:: Задание 1 ::
Назовите все сферы жизни, в которых, по словам отца Георгия Кочеткова в тексте о духовных основах РСХД ниже, многие люди не руководствовались верой.
:: Задание 2 ::
Продолжите текст о духовных основах РСХД, приведенный ниже, начиная сразу после его последнего предложения.

:: Исходный документ ::
━━━━━━
Отец Георгий Кочетков. Фото: Александр Волков / СТОЛ

Отец Георгий Кочетков. Фото: Александр Волков / СТОЛ

Часть 1

Духовные основы РСХД

– Деятельность РСХД прямо связана с русским религиозно-философским возрождением. Среди руководителей движения были отец Сергий Булгаков и Николай Бердяев – люди, которых вы считаете своими учителями. Насколько сегодня не устарели их ответы на вопросы о трагедии Русской революции, о разрыве жизни и правды Христовой, создании современной православной культуры и другие?

Прежде всего здесь надо заметить, что проблема разрыва церкви и общества, христианства и культуры, которая вызревала ещё в XIX веке, все эти сто лет остаётся очень актуальной. И правильно говорится, что одна из основных причин того, что революция, будучи маргинальным явлением, смогла победить в России и Россию, заключается вот в такой секуляризации, в потере веры или в раздвоении жизни. Многие люди не потеряли вообще веру, но ею не руководствовались в своей общественной жизни, народной жизни, культурной жизни, исторической жизни. Церковь имела не очень высокий, так сказать, рейтинг доверия, и это не случайно. И дело не только в отношениях церкви с государством. Это, конечно, главная причина, но всё-таки были и другие. Сама церковь была ещё не готова к решению современных задач. Она и сейчас не готова, и это большая наша боль. Поэтому для нас очень актуально то, что было сказано и сделано как до Октябрьского переворота 1917 года, так и после него. Задачу рехристианизации надо ставить, но не абстрактно, а очень конкретно. Насколько я помню, именно на этом настаивали и Бердяев с Булгаковым. Они были всё-таки не только теоретиками, не просто мыслителями, богословами, философами, учёными, историками, писателями и так далее, но и практиками. Они всегда исходили из практических задач, видели, что надо делать, как будто примеряли на себе то, что рекомендовали другим.
━━━━━━
:: Исходные данные ::
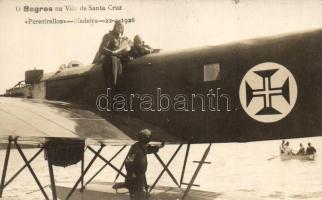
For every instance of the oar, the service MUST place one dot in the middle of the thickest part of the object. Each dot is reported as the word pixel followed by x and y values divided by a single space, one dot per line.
pixel 271 158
━━━━━━
:: Результат 1 ::
Общественная жизнь, народная жизнь, культурная жизнь, историческая жизнь.

:: Результат 2 ::
Николай Бердяев и Сергий Булгаков. Фото: Общественное достояние, philos.msu.ru
Николай Бердяев и Сергий Булгаков. Фото: Общественное достояние, philos.msu.ru

И первая задача из двух-трёх основных, которые можно поставить сегодня перед русскими людьми, – это как раз возвращение к вере. Не просто возвращение к обряду, не просто к старинной традиции или народной духовной традиции, а именно к вере живой, действующей, созидающей, творческой, свободной, исполненной доверия и любви к Богу и ближнему, уважения к другому человеку и его свободе и, значит, достаточно терпимого отношения к возможным ошибкам, недостаткам другого человека или какого-то движения, союза, какой-то совокупности людей.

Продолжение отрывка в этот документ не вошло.